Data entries
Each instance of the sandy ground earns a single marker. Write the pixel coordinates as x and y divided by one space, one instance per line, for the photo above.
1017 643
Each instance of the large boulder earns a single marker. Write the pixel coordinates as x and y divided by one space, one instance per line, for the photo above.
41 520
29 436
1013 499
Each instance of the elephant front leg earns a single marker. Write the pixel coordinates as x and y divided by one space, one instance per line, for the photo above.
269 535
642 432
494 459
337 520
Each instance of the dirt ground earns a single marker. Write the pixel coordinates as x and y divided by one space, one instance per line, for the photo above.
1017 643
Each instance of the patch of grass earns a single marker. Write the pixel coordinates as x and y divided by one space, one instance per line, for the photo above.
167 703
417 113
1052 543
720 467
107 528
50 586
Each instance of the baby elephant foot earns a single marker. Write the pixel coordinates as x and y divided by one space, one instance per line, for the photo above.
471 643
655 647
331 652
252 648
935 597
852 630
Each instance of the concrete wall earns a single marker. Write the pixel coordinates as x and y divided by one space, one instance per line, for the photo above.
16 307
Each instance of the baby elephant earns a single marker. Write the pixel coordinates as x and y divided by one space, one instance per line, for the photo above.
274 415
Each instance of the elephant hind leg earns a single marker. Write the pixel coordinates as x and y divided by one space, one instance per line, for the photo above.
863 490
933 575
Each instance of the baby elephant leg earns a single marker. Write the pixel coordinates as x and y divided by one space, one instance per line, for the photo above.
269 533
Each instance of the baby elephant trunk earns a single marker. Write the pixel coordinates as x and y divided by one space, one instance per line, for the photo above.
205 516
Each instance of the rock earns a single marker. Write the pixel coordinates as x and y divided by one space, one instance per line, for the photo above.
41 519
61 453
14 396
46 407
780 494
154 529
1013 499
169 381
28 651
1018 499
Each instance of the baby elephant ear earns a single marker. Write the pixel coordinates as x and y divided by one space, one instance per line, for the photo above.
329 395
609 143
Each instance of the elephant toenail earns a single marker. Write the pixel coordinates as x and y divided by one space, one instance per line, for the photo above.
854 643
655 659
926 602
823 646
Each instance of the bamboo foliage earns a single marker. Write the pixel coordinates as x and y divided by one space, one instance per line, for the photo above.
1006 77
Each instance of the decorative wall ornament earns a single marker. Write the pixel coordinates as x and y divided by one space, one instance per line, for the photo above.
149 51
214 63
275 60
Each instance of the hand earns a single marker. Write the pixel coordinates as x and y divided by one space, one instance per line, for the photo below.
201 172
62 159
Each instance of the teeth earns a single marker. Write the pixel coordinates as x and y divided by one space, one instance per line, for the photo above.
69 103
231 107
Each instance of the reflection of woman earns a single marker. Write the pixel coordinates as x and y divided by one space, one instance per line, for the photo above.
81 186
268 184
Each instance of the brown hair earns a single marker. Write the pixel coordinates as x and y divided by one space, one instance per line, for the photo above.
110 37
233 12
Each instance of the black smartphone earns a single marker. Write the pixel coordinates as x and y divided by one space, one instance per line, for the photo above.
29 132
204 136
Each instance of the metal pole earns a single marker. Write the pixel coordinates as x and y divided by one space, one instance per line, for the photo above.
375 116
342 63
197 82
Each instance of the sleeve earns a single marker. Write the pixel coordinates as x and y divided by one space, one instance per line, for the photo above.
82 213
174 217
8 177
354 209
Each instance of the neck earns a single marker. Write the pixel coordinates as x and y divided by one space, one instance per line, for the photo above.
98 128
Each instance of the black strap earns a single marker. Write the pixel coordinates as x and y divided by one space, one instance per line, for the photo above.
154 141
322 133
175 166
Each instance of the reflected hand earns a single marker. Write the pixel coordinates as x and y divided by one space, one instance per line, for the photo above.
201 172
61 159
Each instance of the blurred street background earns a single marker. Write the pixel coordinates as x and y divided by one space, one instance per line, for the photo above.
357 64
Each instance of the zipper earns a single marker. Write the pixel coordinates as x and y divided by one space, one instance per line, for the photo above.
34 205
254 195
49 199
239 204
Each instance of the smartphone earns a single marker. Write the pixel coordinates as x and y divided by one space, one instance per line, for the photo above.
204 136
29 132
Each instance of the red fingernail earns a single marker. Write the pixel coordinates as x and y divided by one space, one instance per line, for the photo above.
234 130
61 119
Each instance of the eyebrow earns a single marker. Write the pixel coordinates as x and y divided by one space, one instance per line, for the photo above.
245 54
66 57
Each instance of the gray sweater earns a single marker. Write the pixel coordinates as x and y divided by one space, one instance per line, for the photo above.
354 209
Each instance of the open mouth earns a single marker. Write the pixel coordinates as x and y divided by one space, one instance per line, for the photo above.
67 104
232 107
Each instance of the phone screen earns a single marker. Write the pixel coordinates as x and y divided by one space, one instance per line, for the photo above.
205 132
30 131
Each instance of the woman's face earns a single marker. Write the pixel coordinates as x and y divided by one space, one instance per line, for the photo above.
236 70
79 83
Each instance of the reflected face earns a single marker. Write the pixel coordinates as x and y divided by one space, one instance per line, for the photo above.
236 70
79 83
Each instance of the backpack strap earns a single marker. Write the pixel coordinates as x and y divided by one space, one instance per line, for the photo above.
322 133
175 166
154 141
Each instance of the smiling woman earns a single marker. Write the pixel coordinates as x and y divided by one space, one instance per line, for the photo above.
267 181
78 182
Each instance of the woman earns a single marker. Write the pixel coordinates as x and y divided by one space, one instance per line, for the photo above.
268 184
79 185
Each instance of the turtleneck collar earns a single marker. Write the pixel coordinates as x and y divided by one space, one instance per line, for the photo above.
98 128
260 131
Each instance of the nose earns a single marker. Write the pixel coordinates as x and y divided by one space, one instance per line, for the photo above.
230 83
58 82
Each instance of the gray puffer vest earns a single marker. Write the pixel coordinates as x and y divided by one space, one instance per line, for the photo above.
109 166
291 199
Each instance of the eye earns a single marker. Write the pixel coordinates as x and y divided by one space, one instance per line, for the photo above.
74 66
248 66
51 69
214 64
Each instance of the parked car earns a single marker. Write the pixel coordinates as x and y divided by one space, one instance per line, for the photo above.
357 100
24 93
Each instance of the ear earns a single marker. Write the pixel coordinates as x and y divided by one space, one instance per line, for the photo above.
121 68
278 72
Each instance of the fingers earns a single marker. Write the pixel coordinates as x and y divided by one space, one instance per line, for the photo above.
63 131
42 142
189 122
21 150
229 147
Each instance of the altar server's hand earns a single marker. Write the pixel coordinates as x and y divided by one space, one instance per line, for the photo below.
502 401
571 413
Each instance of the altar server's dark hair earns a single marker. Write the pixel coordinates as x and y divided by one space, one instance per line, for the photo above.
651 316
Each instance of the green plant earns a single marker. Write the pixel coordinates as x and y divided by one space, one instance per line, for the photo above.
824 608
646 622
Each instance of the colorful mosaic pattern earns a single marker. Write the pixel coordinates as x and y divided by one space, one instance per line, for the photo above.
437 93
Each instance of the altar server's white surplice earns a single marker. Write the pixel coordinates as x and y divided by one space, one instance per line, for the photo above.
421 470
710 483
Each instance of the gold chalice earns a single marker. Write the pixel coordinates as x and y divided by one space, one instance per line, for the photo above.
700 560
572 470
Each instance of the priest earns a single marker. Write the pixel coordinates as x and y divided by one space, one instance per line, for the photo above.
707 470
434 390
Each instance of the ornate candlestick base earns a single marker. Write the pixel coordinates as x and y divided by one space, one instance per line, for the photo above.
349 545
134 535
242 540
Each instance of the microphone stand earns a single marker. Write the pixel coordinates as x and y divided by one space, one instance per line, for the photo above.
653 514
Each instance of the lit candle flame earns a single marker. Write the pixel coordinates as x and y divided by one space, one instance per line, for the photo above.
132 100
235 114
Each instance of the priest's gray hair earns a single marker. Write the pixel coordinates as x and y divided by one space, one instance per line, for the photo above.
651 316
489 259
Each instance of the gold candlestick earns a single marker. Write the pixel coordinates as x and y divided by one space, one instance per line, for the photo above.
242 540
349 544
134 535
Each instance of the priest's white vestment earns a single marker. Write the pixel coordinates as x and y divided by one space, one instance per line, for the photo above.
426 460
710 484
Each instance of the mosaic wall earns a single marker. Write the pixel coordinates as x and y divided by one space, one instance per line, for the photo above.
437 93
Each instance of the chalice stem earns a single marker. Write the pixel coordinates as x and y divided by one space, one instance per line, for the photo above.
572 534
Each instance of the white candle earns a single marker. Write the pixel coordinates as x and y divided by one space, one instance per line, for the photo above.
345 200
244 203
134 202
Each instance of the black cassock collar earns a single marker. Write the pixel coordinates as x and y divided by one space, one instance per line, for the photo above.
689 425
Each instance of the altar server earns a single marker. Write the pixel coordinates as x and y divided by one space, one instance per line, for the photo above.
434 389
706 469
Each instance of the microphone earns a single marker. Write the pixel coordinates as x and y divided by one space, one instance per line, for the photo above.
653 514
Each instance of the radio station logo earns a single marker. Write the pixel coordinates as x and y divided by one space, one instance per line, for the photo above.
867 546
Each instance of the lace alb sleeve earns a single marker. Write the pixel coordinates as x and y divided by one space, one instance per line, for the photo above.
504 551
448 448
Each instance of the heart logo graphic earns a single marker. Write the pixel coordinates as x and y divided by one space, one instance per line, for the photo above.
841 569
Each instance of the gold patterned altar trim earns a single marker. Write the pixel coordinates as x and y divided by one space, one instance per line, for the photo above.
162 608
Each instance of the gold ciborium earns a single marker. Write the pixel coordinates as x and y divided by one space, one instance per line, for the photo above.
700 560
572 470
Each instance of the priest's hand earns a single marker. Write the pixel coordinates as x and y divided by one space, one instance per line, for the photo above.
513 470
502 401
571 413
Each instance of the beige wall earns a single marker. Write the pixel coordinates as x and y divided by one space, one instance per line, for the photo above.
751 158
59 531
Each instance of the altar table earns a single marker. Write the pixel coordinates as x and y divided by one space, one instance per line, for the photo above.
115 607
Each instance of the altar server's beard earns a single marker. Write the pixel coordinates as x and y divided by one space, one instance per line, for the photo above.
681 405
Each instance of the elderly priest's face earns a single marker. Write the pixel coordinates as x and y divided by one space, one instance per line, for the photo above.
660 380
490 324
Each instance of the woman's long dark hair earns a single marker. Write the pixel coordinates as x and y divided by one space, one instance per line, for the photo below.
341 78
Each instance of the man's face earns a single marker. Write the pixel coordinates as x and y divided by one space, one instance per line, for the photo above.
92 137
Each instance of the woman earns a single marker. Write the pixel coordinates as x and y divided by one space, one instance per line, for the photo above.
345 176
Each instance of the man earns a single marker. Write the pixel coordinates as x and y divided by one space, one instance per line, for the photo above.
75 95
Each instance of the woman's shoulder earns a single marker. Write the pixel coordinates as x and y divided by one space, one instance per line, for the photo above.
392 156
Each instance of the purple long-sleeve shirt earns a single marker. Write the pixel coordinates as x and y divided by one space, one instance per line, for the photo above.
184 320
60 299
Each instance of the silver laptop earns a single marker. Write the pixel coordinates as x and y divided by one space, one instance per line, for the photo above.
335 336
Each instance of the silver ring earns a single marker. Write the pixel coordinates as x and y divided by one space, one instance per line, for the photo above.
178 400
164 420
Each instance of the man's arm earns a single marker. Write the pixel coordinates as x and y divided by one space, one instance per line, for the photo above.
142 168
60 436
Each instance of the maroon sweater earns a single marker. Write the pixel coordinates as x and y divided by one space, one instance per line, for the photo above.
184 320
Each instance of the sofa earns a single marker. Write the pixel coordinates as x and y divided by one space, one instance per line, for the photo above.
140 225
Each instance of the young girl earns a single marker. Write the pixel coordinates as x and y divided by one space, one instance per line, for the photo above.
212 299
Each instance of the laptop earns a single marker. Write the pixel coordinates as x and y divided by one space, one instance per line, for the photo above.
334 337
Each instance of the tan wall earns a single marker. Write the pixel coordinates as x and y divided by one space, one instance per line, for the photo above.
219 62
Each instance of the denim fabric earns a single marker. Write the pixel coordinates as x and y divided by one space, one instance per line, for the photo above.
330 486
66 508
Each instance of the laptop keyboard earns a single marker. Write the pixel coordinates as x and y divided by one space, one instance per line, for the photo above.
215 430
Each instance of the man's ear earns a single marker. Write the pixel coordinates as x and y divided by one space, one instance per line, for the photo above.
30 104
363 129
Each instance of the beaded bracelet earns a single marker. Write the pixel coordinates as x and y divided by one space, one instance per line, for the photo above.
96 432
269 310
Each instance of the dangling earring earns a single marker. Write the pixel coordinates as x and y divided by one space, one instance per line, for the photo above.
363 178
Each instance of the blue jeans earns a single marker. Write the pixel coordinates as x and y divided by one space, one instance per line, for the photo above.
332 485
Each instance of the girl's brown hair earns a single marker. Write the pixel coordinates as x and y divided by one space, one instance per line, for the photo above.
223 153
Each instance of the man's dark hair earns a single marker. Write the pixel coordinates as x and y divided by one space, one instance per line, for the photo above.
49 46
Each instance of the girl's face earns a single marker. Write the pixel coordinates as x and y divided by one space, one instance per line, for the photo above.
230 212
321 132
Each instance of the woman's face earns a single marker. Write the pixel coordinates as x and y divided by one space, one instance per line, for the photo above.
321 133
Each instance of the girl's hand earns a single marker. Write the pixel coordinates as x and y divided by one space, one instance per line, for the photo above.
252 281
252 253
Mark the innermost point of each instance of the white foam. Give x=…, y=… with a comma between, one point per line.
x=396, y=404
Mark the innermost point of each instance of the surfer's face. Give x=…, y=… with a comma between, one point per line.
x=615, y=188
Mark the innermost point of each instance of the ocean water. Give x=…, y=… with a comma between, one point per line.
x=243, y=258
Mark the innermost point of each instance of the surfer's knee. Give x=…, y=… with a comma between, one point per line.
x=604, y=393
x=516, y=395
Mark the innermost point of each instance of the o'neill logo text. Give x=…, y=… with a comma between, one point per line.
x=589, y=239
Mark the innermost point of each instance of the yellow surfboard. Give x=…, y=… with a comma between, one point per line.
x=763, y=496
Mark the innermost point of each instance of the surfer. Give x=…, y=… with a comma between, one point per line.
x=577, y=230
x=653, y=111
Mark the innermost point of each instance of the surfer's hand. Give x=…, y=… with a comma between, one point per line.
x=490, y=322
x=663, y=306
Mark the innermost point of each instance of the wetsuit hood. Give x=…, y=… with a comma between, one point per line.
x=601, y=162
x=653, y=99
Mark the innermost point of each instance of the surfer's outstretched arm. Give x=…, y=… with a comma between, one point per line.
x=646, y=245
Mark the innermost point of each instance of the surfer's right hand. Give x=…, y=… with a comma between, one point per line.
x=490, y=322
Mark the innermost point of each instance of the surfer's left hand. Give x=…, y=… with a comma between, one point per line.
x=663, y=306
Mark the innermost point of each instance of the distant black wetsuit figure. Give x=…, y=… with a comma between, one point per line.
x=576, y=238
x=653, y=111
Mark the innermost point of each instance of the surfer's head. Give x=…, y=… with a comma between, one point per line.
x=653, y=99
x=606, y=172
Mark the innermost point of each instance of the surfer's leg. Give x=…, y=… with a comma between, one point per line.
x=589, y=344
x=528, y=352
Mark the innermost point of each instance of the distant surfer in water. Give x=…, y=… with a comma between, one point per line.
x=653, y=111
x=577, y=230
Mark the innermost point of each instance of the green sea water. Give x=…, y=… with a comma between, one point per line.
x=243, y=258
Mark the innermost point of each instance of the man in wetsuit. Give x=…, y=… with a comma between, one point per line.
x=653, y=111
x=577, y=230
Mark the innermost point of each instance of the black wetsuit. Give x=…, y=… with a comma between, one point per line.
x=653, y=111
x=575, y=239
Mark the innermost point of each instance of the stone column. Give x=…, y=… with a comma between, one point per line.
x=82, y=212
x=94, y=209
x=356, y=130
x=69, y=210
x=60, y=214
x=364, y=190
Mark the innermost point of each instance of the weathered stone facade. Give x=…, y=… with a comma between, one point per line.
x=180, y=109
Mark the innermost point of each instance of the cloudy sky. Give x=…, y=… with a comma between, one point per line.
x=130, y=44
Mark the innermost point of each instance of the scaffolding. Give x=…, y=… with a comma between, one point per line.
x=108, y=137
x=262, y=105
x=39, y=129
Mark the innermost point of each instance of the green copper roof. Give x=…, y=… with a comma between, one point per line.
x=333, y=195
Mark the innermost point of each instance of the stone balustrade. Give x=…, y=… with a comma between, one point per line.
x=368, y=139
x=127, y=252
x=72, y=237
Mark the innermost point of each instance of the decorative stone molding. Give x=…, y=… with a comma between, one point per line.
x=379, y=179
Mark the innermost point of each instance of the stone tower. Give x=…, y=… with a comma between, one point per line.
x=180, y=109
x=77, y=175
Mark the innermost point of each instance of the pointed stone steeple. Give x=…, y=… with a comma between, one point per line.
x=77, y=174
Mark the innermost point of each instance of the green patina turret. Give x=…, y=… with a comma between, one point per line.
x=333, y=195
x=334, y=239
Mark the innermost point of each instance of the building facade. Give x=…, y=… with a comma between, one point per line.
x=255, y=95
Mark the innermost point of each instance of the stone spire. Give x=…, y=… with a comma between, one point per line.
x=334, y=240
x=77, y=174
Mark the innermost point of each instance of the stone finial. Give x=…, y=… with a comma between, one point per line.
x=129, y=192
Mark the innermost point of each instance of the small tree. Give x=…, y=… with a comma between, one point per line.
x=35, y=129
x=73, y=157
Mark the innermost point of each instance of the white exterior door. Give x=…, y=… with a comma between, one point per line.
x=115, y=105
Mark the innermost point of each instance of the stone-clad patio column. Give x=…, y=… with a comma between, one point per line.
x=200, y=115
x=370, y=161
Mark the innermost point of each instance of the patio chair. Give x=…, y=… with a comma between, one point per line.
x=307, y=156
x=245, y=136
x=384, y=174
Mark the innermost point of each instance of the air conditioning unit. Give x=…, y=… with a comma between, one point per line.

• **Task statement**
Exactly reproduce the lines from the one containing "Mark the innermost point of each instance of the decorative" through the end of the records, and only those lines.

• **Output of the task**
Mark the innermost point of each instance of the decorative stone molding. Give x=…, y=… with a comma between, one point per line.
x=379, y=179
Mark the innermost point of each instance of the stone tower. Give x=…, y=… with a comma between, one point per line.
x=180, y=109
x=77, y=175
Mark the innermost point of each instance of the pointed stone steeple. Give x=…, y=… with a comma between, one point per line.
x=77, y=174
Mark the innermost point of each instance of the green patina turret. Give x=…, y=… with a comma between, one point per line.
x=333, y=195
x=334, y=239
Mark the innermost point of each instance of the building facade. Give x=…, y=… with a comma between, one point per line.
x=255, y=95
Mark the innermost point of each instance of the stone spire. Give x=…, y=… with a comma between, one point per line.
x=334, y=240
x=77, y=174
Mark the innermost point of each instance of the stone finial. Give x=…, y=… with a comma between, one point per line.
x=129, y=192
Mark the innermost point of each instance of the small tree. Give x=…, y=… with a comma between, one point per line.
x=35, y=129
x=73, y=157
Mark the innermost point of each instance of the white exterior door. Give x=…, y=… with a comma between, one point per line.
x=115, y=105
Mark the innermost point of each instance of the stone-clad patio column. Give x=…, y=… with a comma between, one point per line.
x=200, y=115
x=370, y=161
Mark the innermost point of each instance of the patio chair. Give x=…, y=… with a comma between, one point per line.
x=307, y=156
x=245, y=136
x=384, y=174
Mark the innermost point of each instance of the air conditioning unit. Give x=…, y=… with a comma between, one point per line.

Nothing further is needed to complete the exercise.